WORK ORDER: Once you reach the line containing "hey so can you find the grassy", reproduce it and every later line exactly, through the end of the data.

INFORMATION PROVIDED:
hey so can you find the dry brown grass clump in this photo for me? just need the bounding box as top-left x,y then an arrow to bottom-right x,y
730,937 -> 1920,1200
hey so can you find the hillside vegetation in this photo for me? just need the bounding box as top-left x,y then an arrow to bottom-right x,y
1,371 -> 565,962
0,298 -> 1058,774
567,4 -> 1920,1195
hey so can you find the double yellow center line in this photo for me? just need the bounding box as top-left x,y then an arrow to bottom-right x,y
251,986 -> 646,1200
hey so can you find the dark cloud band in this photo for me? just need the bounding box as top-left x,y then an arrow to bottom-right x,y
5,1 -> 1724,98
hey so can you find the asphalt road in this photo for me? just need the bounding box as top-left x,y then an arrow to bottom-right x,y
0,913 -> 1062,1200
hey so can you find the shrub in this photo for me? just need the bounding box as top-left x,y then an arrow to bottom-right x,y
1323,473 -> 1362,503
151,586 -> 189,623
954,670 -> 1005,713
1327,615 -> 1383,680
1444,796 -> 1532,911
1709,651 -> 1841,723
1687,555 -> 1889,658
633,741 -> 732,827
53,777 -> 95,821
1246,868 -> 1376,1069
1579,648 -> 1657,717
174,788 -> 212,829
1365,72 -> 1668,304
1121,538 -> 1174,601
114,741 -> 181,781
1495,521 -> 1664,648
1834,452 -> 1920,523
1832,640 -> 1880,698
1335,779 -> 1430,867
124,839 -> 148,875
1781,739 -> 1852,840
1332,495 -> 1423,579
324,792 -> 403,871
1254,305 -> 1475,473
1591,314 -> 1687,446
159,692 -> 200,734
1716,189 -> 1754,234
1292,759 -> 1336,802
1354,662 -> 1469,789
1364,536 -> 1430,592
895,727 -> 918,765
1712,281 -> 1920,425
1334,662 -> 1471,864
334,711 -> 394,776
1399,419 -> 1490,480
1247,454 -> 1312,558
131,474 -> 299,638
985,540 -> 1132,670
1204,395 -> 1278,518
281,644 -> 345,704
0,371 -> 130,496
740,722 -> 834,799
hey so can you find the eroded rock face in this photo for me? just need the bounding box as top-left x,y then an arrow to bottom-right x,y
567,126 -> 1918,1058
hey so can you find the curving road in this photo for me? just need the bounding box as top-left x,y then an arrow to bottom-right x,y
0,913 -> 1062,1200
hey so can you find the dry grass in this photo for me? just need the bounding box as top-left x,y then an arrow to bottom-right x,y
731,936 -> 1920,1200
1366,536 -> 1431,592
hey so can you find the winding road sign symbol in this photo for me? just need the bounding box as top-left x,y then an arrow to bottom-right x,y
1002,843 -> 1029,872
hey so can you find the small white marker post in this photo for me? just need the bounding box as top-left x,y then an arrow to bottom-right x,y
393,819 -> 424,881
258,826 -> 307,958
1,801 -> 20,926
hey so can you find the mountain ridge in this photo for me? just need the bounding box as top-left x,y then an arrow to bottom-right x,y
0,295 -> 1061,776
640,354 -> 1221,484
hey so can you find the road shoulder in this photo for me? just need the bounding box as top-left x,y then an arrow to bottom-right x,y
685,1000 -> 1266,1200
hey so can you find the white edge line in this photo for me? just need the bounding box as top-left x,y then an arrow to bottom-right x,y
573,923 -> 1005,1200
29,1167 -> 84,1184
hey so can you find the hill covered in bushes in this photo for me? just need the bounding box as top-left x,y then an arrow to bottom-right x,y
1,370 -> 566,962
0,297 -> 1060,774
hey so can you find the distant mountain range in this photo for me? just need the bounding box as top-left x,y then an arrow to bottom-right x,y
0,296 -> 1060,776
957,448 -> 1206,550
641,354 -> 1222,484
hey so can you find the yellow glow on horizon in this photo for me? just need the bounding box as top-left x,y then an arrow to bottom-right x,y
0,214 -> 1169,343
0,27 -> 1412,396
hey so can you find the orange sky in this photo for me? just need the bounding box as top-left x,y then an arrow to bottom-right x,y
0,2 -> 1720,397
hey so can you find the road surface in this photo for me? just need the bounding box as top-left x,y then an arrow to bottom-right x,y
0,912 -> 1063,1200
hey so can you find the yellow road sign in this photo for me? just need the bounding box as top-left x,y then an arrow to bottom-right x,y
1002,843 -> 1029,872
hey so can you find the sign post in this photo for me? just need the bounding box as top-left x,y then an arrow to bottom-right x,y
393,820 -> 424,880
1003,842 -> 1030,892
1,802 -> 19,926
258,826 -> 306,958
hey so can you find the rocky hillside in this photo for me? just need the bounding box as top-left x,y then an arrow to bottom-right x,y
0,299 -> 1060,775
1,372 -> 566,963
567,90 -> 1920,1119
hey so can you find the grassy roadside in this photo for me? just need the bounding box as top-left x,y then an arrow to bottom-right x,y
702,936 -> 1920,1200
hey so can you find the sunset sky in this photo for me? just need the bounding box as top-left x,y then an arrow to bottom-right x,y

FINISHED TASK:
hey so can you find the grassy roadside in this photo for me? just need the bounding box as top-left x,y then an arrow to bottom-right x,y
702,936 -> 1920,1200
hey so can you find the sunset sky in this photo for me? just need the bounding box as top-left x,y then an arrow to bottom-right x,y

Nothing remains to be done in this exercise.